__Stated problem__. Write out the lines of the rows as a JSON list of strings, one string per line and no blank lines, starting at the line that contains "[region] blue jeans" and ending at the last line of the rows.

[Rows from a data collection]
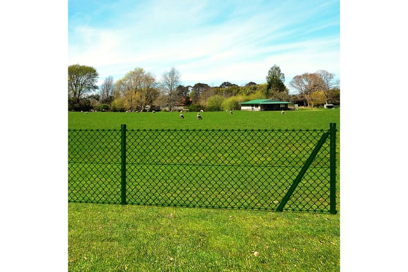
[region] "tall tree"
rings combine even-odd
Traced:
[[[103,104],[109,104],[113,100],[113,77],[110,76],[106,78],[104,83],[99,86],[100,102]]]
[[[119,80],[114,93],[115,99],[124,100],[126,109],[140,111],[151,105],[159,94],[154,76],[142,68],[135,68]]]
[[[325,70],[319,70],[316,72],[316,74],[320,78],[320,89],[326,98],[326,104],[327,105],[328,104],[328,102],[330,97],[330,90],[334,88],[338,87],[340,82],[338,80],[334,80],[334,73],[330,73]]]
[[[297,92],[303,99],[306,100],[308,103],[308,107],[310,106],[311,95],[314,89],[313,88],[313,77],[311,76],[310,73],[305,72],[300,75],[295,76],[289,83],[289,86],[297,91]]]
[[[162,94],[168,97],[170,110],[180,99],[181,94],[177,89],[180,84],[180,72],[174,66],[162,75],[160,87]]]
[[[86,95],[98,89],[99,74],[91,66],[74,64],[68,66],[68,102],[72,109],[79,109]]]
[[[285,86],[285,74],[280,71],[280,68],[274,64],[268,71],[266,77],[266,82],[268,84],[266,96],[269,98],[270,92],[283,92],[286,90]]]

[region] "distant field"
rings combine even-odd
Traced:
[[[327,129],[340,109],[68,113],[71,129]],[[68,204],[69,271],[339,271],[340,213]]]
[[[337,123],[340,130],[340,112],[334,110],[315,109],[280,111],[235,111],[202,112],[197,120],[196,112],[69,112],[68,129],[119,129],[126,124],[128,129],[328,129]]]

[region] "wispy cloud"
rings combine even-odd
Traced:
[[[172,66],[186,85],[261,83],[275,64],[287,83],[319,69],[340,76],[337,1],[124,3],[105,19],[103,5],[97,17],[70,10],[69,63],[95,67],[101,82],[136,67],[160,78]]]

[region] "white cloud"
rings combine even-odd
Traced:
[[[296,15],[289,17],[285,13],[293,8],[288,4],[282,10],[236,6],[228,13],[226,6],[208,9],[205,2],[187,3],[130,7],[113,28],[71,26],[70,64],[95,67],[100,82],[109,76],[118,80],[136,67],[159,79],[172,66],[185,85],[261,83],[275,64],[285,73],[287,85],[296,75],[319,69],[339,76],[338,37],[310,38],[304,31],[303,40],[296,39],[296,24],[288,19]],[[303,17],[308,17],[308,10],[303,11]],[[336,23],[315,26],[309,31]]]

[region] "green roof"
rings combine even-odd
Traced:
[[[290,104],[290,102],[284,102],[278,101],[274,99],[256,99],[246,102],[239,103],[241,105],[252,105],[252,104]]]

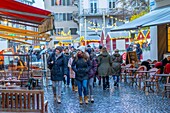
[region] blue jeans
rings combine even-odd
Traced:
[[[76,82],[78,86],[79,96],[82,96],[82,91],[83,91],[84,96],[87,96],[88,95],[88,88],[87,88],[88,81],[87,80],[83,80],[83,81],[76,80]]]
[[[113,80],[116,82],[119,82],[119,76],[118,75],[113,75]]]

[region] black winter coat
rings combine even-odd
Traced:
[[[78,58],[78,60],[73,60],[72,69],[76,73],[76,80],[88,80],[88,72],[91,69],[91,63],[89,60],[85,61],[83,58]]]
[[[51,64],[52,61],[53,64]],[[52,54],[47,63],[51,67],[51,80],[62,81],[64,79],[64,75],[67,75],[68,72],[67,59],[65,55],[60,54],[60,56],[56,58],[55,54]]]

__Task response__.
[
  "[region] blue jeans",
  "rings combine even-odd",
  "Traced:",
  "[[[76,82],[78,86],[79,96],[82,96],[82,91],[83,91],[84,96],[87,96],[88,95],[88,88],[87,88],[88,81],[87,80],[83,80],[83,81],[76,80]]]",
  "[[[113,80],[116,82],[119,82],[119,76],[118,75],[113,75]]]",
  "[region] black winter coat",
  "rings combine even-odd",
  "Traced:",
  "[[[78,58],[78,60],[73,60],[72,69],[76,73],[76,80],[88,80],[88,72],[91,69],[91,63],[89,60],[85,61],[83,58]]]",
  "[[[51,64],[52,61],[53,64]],[[52,54],[47,63],[51,67],[51,80],[62,81],[64,79],[64,75],[67,75],[68,72],[67,59],[65,55],[60,54],[60,56],[56,58],[55,54]]]"
]